Reproduce the listing below verbatim, line for line, leaving out the pictures.
========
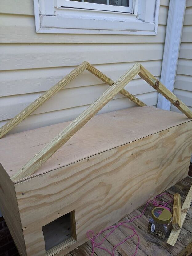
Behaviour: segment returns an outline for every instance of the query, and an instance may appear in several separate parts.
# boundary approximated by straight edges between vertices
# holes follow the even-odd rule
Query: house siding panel
[[[38,34],[33,0],[3,1],[0,126],[85,60],[114,80],[135,62],[160,79],[169,1],[162,0],[161,5],[156,36]],[[10,133],[72,120],[108,86],[86,71]],[[156,106],[157,93],[138,76],[126,88],[147,105]],[[134,105],[118,94],[100,113]]]

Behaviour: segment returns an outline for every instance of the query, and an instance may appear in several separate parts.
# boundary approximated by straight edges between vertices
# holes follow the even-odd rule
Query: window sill
[[[133,14],[63,7],[55,8],[50,15],[42,15],[37,2],[34,1],[37,33],[157,34],[159,4],[156,5],[152,23],[143,21]]]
========
- **Response to this task**
Behaviour: segment returns an outline for every instance of the query, and an instance may appear in several separate parts.
# boundary approximated by straight edges between vertices
# holes follow the even-odd rule
Query: house siding panel
[[[38,34],[33,0],[3,1],[0,126],[85,60],[114,80],[135,62],[160,79],[169,1],[162,0],[161,5],[156,36]],[[10,133],[72,120],[108,86],[86,71]],[[156,106],[157,93],[138,76],[126,88],[147,105]],[[134,105],[118,94],[100,113]]]

Behaviour: segment returns an outline for every instance of the query, and an instance may appear in several separate parts.
# boundary approximated by straight edges between vertices
# holes follow the even-odd rule
Query: window sill
[[[133,14],[63,7],[55,8],[50,15],[42,15],[37,2],[34,1],[37,33],[157,34],[159,4],[156,5],[152,23],[143,21]]]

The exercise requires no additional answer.